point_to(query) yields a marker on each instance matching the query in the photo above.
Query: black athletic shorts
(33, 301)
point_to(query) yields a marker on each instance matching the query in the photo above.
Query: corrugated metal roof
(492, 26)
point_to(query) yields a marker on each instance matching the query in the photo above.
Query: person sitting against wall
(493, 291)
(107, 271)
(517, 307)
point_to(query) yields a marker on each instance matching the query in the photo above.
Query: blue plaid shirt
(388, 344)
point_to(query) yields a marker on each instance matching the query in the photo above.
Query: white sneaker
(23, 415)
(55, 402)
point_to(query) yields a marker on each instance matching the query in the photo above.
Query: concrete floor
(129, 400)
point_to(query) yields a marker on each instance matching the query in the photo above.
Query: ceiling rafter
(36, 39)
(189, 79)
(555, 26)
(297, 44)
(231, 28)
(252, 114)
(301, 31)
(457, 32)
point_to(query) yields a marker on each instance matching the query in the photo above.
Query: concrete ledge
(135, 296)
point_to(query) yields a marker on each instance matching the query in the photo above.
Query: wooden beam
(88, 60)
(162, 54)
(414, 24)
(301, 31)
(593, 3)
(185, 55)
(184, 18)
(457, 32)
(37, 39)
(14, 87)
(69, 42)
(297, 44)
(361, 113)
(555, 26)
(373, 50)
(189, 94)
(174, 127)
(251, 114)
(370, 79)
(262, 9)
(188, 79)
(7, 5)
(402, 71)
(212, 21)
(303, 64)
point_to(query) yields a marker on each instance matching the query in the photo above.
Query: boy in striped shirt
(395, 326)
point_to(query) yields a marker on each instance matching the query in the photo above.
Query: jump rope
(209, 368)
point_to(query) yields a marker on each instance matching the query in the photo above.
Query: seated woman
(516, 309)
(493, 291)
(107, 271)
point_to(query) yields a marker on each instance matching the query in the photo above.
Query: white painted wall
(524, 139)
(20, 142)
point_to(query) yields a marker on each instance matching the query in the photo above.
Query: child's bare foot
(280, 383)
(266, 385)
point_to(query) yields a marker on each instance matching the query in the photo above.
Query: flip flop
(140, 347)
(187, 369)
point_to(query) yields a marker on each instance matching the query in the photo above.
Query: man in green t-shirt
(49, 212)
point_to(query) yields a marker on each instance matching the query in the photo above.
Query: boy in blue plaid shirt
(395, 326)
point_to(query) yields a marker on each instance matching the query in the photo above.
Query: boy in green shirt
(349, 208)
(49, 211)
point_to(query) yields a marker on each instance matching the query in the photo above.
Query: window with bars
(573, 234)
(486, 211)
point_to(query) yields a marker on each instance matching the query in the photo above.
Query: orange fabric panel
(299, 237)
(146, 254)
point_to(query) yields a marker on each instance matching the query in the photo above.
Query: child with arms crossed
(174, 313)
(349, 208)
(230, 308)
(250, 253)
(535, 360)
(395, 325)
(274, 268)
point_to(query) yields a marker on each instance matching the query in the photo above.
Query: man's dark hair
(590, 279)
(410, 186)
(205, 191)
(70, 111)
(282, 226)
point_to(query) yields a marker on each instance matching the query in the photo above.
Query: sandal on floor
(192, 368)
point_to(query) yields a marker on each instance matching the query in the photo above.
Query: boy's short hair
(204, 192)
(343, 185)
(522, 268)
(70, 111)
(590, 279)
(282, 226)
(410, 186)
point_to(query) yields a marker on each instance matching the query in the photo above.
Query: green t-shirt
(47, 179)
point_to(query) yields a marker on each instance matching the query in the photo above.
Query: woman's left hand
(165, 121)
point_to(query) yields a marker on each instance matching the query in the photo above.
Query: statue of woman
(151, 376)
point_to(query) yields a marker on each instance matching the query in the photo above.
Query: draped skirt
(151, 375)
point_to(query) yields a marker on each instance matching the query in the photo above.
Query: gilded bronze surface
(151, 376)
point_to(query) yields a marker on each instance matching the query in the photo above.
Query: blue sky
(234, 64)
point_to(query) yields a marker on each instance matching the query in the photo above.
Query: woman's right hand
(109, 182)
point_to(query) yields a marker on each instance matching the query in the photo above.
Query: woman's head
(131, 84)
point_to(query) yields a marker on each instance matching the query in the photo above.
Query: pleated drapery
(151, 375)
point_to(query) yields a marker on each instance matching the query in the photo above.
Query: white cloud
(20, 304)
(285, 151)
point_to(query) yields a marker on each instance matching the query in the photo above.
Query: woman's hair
····················
Written problem: Every line of the data above should be copied exactly.

Solved problem:
point_to(query) yields a marker on each instance matching the query in the photo above.
Query: black athletic shorts
(33, 301)
point_to(query) yields a marker on each instance matching the query in the photo above.
Query: corrugated metal roof
(492, 26)
point_to(query) yields a marker on each instance matching the query in the photo above.
Query: person sitting against wall
(493, 291)
(107, 271)
(517, 307)
point_to(query) yields a marker on each instance matching the query in the photo above.
Query: blue plaid shirt
(388, 344)
point_to(query) yields a marker on each instance matching the query in the photo above.
Query: white sneaker
(23, 415)
(55, 402)
point_to(query) yields a marker on each instance matching the query in the photo above.
Query: concrete floor
(129, 400)
point_to(query) yields a marker on each instance matching the query in the photo above.
Query: ceiling rafter
(36, 39)
(189, 79)
(555, 26)
(297, 44)
(231, 28)
(252, 114)
(301, 31)
(457, 32)
point_to(query) yields a marker on each instance matching the query in the photo above.
Query: concrete ledge
(135, 296)
point_to(query) yields a marker on each instance matching the query in the photo above.
Query: wooden beam
(88, 60)
(162, 54)
(414, 24)
(301, 31)
(593, 3)
(185, 55)
(184, 18)
(457, 32)
(37, 39)
(14, 87)
(69, 42)
(297, 44)
(361, 113)
(555, 26)
(373, 50)
(189, 94)
(174, 127)
(251, 114)
(370, 79)
(262, 9)
(188, 79)
(7, 5)
(402, 71)
(212, 21)
(303, 64)
point_to(query) yields a marker on each instance matching the query in the photo above.
Query: boy in striped shirt
(395, 326)
point_to(query) yields a marker on each instance matching the query in the photo above.
Query: jump rope
(209, 368)
point_to(query) yields a marker on each instance matching the query in the photo above.
Query: seated woman
(516, 309)
(493, 291)
(107, 271)
point_to(query) yields a marker on each instance matching the query in the photo above.
Query: white painted wall
(524, 139)
(20, 142)
point_to(query) yields a marker on each instance matching the query in the photo above.
Query: child's bare foot
(280, 383)
(266, 385)
point_to(query) yields a marker on each instance matching the query in the photo above.
Query: flip flop
(140, 347)
(187, 369)
point_to(query) yields a marker on each instance matching the query in the photo above.
Query: man in green t-shirt
(49, 212)
point_to(query) yields a marker on each instance matching the query in the photo above.
Query: boy in blue plaid shirt
(395, 326)
point_to(query) yields a marker on each instance matching the query in the photo above.
Query: boy in green shirt
(349, 208)
(49, 211)
point_to(query) yields a marker on each instance matching the query in the photo above.
Query: window with bars
(573, 234)
(486, 211)
point_to(query) yields a marker on each instance matching the query in the photo above.
Query: orange fabric panel
(299, 237)
(146, 254)
point_to(query) yields a marker on each instance matching the query in the photo above.
Query: child with arms crossed
(174, 313)
(349, 208)
(230, 308)
(250, 253)
(535, 360)
(395, 325)
(274, 268)
point_to(query) yields a marker on each instance matching the query in the photo above.
Query: man's dark hair
(590, 279)
(410, 186)
(205, 191)
(70, 111)
(282, 226)
point_to(query) yields a marker on each instance matching the query in the photo above.
Query: sandal on floor
(192, 368)
point_to(query) yields a marker on each instance matching the query in the photo above.
Query: boy's short hair
(204, 192)
(343, 185)
(522, 268)
(70, 111)
(590, 279)
(282, 226)
(410, 186)
point_to(query) yields a marker on each instance matching the query in the photo above.
Query: green t-shirt
(47, 179)
point_to(query) yields a marker on each instance matching the query in the photo above.
Query: woman's left hand
(165, 121)
point_to(query) yields a marker on each instance matching the query in the photo above.
Query: statue of woman
(151, 376)
point_to(query) yields a marker on each instance matching the query in the photo above.
Query: draped skirt
(151, 375)
point_to(query) yields a marker on each instance matching the query in the photo above.
Query: gilded bronze surface
(151, 376)
point_to(query) yields a marker on each instance matching the query in the photo above.
Query: blue sky
(234, 64)
point_to(query) yields a marker on each instance matching the query in the photo above.
Query: woman's right hand
(109, 182)
point_to(query) yields a marker on each instance matching the query in the photo above.
Query: woman's head
(131, 84)
point_to(query) yields a marker on each instance matching the query in the photo above.
Query: pleated drapery
(151, 375)
point_to(query) yields a marker on each instance matching the query in the photo above.
Query: white cloud
(20, 304)
(285, 151)
point_to(query) yields a marker on each instance matching the query in the photo above.
Query: woman's hair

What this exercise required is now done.